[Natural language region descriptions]
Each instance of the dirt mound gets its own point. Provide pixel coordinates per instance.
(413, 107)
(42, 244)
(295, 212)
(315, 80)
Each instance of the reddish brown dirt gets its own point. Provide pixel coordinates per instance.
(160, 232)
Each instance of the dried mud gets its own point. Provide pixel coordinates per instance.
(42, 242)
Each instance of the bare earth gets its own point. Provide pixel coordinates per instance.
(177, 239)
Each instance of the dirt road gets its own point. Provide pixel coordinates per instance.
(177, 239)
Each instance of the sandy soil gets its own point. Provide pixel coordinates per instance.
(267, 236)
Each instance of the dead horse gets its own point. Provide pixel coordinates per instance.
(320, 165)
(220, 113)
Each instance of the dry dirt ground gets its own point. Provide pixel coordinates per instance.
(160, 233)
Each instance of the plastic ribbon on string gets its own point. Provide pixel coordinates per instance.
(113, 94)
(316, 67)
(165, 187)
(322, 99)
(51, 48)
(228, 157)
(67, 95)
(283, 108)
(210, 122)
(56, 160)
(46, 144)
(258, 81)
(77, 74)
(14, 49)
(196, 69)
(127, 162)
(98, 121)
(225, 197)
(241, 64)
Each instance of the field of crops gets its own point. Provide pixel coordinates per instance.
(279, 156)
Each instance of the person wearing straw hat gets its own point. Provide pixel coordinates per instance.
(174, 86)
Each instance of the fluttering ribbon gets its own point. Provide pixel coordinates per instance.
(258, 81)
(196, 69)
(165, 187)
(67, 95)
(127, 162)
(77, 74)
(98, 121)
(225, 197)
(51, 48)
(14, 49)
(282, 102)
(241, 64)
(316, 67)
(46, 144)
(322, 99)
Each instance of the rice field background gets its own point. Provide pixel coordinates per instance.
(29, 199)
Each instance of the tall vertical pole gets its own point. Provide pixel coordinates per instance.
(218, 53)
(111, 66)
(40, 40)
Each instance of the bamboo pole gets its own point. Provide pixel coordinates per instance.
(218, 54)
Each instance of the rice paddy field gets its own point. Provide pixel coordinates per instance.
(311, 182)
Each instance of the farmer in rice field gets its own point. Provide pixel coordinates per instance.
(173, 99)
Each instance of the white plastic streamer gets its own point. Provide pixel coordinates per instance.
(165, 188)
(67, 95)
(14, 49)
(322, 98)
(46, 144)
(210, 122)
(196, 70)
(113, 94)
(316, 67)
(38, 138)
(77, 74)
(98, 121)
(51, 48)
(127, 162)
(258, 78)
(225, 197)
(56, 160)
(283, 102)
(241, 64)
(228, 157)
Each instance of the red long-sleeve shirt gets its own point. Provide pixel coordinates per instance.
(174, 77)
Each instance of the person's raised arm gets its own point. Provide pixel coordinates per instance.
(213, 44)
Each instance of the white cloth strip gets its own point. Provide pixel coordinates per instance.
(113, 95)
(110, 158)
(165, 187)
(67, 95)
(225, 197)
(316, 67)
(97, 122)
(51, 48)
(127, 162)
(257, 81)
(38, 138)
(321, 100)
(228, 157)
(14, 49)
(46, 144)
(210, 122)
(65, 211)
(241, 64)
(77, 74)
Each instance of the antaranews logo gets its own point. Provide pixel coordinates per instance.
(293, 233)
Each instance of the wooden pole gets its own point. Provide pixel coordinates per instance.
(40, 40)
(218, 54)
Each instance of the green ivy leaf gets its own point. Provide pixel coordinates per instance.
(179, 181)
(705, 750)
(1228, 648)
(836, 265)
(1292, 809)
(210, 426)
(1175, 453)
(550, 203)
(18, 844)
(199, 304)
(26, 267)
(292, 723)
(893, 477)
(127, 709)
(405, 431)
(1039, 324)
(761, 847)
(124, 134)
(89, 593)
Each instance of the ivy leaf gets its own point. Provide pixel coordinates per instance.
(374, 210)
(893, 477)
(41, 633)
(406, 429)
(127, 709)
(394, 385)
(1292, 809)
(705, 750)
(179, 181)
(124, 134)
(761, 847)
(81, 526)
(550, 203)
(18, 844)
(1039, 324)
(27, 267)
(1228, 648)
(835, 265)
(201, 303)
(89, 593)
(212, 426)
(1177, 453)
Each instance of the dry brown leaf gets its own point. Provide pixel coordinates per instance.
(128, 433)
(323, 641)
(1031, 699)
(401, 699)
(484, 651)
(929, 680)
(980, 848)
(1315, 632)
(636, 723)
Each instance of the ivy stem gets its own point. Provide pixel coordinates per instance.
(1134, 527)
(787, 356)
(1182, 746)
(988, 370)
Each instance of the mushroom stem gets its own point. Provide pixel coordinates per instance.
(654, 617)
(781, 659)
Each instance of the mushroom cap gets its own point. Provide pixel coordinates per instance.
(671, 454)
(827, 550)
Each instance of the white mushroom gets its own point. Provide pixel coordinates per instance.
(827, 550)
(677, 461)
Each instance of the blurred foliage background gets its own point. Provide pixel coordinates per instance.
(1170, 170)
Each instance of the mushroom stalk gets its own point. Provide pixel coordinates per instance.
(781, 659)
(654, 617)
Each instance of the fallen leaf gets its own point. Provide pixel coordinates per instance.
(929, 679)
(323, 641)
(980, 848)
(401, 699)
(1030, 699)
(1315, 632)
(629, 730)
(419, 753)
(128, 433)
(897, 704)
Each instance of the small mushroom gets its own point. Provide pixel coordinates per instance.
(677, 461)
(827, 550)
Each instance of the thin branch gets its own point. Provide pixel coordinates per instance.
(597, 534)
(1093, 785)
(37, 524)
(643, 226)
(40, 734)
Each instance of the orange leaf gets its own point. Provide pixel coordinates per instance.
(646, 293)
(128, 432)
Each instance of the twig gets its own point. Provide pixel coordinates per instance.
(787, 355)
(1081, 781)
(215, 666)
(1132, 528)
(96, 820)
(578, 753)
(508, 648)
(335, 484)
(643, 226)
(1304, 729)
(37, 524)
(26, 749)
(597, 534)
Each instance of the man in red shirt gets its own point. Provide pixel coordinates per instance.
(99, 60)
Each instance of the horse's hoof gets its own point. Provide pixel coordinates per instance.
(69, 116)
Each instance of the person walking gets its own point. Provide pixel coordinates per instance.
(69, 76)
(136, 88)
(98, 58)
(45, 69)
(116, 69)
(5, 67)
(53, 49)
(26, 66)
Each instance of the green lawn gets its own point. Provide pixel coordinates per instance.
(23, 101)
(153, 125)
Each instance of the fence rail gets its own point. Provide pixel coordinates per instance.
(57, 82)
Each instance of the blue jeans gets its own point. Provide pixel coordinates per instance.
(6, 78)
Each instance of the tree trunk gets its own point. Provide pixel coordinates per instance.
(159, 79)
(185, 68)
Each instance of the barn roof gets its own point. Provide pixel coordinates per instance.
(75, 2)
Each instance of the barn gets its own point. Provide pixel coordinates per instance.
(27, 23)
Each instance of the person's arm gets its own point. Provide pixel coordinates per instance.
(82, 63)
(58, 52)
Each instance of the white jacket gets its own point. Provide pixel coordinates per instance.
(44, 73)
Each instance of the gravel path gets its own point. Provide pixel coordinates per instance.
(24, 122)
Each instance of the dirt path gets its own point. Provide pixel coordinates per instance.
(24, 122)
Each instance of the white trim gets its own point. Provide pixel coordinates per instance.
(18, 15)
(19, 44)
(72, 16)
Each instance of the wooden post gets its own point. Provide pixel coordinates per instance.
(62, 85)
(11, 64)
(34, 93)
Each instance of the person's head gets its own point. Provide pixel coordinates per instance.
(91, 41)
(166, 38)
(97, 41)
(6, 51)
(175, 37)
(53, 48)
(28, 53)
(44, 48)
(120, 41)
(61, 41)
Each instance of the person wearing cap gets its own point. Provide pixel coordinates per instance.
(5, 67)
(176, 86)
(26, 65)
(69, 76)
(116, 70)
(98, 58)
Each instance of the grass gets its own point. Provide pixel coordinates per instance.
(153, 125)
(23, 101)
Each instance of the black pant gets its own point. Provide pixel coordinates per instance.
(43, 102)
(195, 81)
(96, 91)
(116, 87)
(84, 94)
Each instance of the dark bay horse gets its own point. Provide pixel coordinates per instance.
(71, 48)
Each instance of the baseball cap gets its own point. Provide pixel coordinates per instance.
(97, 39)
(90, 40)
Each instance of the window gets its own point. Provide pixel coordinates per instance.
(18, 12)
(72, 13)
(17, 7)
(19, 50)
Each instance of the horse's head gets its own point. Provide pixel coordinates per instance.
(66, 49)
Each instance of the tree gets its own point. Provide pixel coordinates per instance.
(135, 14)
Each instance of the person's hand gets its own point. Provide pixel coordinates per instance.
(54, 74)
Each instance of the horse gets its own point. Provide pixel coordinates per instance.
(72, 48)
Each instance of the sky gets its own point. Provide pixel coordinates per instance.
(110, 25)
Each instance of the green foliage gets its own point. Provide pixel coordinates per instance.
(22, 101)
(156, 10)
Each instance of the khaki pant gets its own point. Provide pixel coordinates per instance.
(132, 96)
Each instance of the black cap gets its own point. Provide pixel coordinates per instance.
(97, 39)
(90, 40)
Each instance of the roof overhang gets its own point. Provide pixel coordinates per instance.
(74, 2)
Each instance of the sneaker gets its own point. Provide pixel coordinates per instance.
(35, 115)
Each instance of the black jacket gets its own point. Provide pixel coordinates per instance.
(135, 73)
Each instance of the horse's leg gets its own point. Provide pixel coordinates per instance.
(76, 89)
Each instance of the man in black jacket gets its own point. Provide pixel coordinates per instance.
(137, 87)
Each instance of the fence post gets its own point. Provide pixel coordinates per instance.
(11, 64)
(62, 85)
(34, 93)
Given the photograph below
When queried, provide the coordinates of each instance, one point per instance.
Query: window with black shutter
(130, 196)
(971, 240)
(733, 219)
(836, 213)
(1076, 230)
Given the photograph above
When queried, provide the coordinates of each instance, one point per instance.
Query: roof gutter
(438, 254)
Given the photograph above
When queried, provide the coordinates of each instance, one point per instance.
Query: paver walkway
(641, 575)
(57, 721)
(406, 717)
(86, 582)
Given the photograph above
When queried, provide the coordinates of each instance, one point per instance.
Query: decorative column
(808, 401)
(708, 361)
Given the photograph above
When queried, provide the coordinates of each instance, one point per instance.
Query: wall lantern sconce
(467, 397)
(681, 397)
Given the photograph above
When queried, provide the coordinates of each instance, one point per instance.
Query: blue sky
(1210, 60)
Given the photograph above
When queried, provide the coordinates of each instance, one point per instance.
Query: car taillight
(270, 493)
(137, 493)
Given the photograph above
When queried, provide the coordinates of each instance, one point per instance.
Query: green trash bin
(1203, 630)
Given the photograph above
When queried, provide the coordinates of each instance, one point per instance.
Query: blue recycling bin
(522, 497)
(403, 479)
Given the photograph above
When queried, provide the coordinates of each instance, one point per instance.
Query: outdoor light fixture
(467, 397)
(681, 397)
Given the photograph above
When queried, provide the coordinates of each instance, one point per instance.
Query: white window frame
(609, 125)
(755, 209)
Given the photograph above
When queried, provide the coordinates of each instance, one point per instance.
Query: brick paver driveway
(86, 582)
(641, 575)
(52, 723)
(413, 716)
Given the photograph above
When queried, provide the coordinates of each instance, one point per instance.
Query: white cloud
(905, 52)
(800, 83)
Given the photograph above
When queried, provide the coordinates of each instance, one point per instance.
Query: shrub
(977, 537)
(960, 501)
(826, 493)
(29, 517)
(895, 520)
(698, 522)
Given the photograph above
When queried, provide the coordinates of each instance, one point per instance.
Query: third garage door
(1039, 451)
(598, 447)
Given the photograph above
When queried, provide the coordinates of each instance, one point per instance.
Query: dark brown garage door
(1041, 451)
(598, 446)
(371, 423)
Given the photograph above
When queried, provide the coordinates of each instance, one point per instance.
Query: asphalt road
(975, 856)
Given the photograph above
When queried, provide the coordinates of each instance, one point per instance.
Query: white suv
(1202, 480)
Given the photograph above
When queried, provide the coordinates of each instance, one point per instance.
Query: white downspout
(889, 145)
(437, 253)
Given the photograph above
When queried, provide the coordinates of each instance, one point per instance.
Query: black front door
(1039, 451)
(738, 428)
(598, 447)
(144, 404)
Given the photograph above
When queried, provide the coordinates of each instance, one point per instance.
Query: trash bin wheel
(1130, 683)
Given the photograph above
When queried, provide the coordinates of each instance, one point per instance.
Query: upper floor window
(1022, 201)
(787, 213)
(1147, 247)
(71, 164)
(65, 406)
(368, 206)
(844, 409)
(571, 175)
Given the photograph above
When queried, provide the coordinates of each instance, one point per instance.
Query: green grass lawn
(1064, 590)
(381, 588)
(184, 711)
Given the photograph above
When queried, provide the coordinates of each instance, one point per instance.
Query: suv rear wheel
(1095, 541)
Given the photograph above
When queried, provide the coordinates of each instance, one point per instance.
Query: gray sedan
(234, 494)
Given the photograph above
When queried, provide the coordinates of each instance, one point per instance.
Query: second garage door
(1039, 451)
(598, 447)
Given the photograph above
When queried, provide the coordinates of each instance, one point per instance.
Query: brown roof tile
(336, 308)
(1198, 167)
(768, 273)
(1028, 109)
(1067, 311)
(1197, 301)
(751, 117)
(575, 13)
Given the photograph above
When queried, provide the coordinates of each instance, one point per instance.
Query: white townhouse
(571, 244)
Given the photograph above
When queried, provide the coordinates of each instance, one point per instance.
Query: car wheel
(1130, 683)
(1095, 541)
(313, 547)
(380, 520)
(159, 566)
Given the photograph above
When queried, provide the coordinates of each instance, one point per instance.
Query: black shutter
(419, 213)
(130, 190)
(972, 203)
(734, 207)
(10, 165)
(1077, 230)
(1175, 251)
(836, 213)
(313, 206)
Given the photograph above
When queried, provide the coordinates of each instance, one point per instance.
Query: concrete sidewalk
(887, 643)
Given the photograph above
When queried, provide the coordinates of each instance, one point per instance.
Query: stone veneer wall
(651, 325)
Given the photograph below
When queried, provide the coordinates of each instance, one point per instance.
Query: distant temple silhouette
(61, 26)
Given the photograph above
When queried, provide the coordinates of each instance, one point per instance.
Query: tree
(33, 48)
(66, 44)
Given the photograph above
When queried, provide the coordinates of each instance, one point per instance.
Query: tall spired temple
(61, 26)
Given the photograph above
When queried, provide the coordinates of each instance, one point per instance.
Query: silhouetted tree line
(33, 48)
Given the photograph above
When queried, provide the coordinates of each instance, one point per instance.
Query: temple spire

## Task goal:
Copy out the lines starting at the one containing "Query: brown roof tile" and ending with the last line of the entries. Include nothing else.

## Written answer:
Query: brown roof tile
(336, 308)
(1198, 167)
(768, 273)
(1028, 109)
(1067, 311)
(1197, 301)
(751, 117)
(575, 13)
Given the photograph above
When queried, provide the coordinates of each instance, one point per instance.
Query: white townhouse
(571, 244)
Given the photograph above
When queried, provide the coordinates of each instance, one point per instance.
Query: car wheel
(1130, 683)
(1095, 541)
(313, 547)
(380, 520)
(159, 566)
Given the photograph above
When queried, provide the coordinates of each instance, one point per instance.
Query: black shutter
(419, 213)
(130, 190)
(972, 203)
(734, 207)
(10, 165)
(1077, 230)
(1175, 251)
(836, 213)
(313, 206)
Given the photograph above
When queried, provide the coordinates of each instance, one point per instance.
Query: concrete sidewalk
(887, 643)
Given the photograph above
When queried, provide the coordinates of each instance, one point per instance.
Query: stone veneer wall
(651, 325)
Given the photograph below
When queried, provide the coordinates of each instance, one point per instance.
Query: distant temple silhouette
(61, 26)
Given the photograph above
When queried, provide the coordinates of each instance, one point per instance.
Query: tree
(33, 48)
(66, 44)
Given the photograph above
When queried, provide the coordinates of each instance, one point per instance.
Query: tall spired temple
(61, 26)
Given the photograph above
When queried, provide the coordinates of each instance, one point per instance.
Query: silhouetted tree line
(33, 48)
Given the photograph above
When queried, provide the coordinates of each instance, one point per instance.
Query: temple spire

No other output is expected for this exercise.